• _To do_: Rewrite every one of the records below, swapping "each instance" for "every instance" and keeping all else the same.

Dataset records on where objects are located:
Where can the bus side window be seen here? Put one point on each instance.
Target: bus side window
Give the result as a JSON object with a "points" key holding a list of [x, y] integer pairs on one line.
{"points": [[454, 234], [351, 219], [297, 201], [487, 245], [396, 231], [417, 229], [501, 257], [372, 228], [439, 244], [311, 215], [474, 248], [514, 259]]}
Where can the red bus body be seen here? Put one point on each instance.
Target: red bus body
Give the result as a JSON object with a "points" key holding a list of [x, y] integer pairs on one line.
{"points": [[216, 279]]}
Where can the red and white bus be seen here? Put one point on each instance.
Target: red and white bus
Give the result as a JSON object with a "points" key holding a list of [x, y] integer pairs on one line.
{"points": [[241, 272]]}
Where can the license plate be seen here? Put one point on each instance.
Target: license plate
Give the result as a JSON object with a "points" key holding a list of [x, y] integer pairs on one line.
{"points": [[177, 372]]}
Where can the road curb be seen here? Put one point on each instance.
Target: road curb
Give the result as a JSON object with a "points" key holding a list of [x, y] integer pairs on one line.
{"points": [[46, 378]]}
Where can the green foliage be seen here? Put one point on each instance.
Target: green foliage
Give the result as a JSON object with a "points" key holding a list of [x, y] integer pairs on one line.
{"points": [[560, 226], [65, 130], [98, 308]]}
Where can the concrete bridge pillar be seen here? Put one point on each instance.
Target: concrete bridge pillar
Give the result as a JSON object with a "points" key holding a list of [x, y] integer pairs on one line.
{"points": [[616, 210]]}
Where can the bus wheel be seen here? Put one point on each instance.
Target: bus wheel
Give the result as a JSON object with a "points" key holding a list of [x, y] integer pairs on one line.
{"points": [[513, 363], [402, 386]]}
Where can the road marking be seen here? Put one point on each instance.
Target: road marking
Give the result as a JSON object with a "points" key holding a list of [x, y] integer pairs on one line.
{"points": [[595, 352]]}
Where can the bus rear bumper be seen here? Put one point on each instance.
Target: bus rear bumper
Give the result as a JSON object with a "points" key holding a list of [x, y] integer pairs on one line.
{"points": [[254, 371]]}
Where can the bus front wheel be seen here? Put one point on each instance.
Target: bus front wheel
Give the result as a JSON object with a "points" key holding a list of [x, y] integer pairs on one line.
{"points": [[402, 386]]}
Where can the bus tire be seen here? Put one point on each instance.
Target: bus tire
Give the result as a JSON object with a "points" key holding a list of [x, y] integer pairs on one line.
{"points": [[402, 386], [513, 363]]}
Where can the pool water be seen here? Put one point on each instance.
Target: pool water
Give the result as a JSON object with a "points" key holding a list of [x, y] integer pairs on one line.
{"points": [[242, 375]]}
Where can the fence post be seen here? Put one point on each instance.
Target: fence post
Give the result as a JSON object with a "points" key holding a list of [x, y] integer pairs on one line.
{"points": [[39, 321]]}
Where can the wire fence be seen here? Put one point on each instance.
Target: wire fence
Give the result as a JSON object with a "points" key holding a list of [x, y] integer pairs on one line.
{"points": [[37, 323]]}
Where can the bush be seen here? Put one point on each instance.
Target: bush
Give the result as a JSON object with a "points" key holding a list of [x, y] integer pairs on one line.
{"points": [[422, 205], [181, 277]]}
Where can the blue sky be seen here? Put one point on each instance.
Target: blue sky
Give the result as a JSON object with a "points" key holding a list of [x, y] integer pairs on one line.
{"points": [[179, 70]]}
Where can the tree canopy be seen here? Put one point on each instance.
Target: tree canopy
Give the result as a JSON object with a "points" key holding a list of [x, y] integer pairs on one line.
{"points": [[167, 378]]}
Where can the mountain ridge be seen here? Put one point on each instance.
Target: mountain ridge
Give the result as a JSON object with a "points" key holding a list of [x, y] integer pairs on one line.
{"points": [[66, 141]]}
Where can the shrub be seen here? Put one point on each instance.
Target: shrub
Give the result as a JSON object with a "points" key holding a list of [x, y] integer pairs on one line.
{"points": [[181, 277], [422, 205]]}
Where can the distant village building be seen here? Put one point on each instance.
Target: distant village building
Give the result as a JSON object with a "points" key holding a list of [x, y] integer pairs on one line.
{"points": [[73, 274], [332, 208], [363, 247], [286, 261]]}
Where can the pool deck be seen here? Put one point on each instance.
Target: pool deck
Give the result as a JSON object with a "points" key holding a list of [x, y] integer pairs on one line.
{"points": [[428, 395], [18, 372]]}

• _Complete response_:
Where can the bus side window be seen here? Put one point on every instance.
Target: bus side window
Give the result as a JSON object with a "points" key holding a list of [x, y] integer pairs on one line.
{"points": [[454, 234], [351, 219], [297, 201], [487, 245], [396, 231], [417, 229], [501, 257], [372, 228], [439, 244], [311, 215], [474, 248], [514, 259]]}
Where can the red bus body be seen here? Put one point on every instance.
Target: red bus body
Give the result as a JSON object with a "points" key holding a list of [x, y] integer pairs on one line.
{"points": [[216, 279]]}
Where can the red and white bus be seen here? Put one point on every instance.
Target: red and white bus
Give the result as a JSON object with a "points" key holding a list of [x, y] integer pairs on one line.
{"points": [[241, 272]]}
Where can the license plate be seen here? Put one point on every instance.
Target: license plate
Give the result as a JSON object with a "points" key holding a list of [x, y] integer pairs on one line.
{"points": [[177, 372]]}
Where can the road curb be seen here? Put one point on every instance.
Target: road curb
Give the result as a JSON object with a "points" key holding a list of [x, y] integer pairs on one line.
{"points": [[46, 378]]}
Where can the green foliage be seen here? Put one point on every instance.
Target: green foliage
Give the result as a JSON object with a "points" key holding a list of [x, y] integer pairs on one line.
{"points": [[560, 226], [65, 130], [98, 308]]}
Where can the concrete bridge pillar be seen here? Put one point on every instance.
Target: concrete bridge pillar
Give the result as a JSON object with a "points" key holding a list of [x, y] integer pairs on one line.
{"points": [[616, 210]]}
Where can the bus wheel be seen here? Put one point on every instance.
Target: bus wheel
Give the result as a JSON object with a "points" key holding a list of [x, y] integer pairs on one line.
{"points": [[513, 363], [402, 386]]}
Where can the road marking be seen here? Put one point on every instance.
Target: road marking
Give the result as a JSON object with a "points" key holding a list of [x, y] integer pairs on one line.
{"points": [[595, 352]]}
Where can the bus rear bumper be seen here? Put one point on every instance.
Target: bus rear bumper
Give the result as a JSON object with a "points" key holding a list of [x, y] integer pairs on one line.
{"points": [[254, 371]]}
Where can the bus front wheel be seen here? Put one point on every instance.
Target: bus front wheel
Give the result as a JSON object with a "points" key holding a list of [x, y] integer pairs on one line.
{"points": [[402, 386]]}
Where can the bus tire be seen here? Put one point on every instance.
Target: bus tire
Give the result as a JSON object with a "points" key holding a list of [x, y] integer pairs on one line.
{"points": [[402, 386], [513, 363]]}
Where can the pool water be seen here? Put one point on every instance.
Target: pool water
Give the result as a JSON object with a "points" key holding a list of [x, y] integer pairs on one line.
{"points": [[242, 375]]}
Where can the fence post be seen here? Put one point on every instance.
Target: fence post
Give the result as a JSON object with a "points" key holding a list of [x, y] integer pairs on one line.
{"points": [[39, 321]]}
Where can the wire fence be seen here? Put one point on every instance.
Target: wire fence
Give the result as a JSON object with a "points" key holding a list of [x, y] integer pairs on one line.
{"points": [[37, 323]]}
Where can the bush be seen here? Put one point on every instance.
Target: bush
Give the result as a JSON object with a "points" key holding a list of [x, y] integer pairs on one line.
{"points": [[422, 205], [181, 277]]}
Where can the blue sky be seen here? Put one point on every instance.
Target: blue sky
Give the result as a JSON object with a "points" key holding a list of [x, y] integer pairs on one line.
{"points": [[179, 70]]}
Where can the tree canopy be seen here? Put one point on every instance.
Target: tree canopy
Give the result as a JSON object with a "points" key holding a list of [x, y] integer pairs on one line.
{"points": [[167, 378]]}
Where can the mountain ridge be seen here? Put one point on every instance.
Target: mountain ridge
Give the result as a JSON object with a "points" key holding a list of [x, y] integer pairs on one line.
{"points": [[66, 141]]}
Where can the shrub be seen here? Put one point on every instance.
Target: shrub
Give the result as a JSON object with a "points" key holding a list of [x, y] integer pairs on one line.
{"points": [[181, 277], [422, 205]]}
Where can the distant village building be seen here? Put one point on every instance.
Target: distant village building
Give the result as a JSON object with a "points" key holding a list of [x, y] integer pairs on one line.
{"points": [[73, 274], [332, 208], [363, 247], [286, 261]]}
Where can the pool deck be seen here? Put one point on every instance.
Target: pool deck
Give the result as a JSON object with a "points" key holding a list of [x, y] integer pairs on one line.
{"points": [[428, 395], [18, 372]]}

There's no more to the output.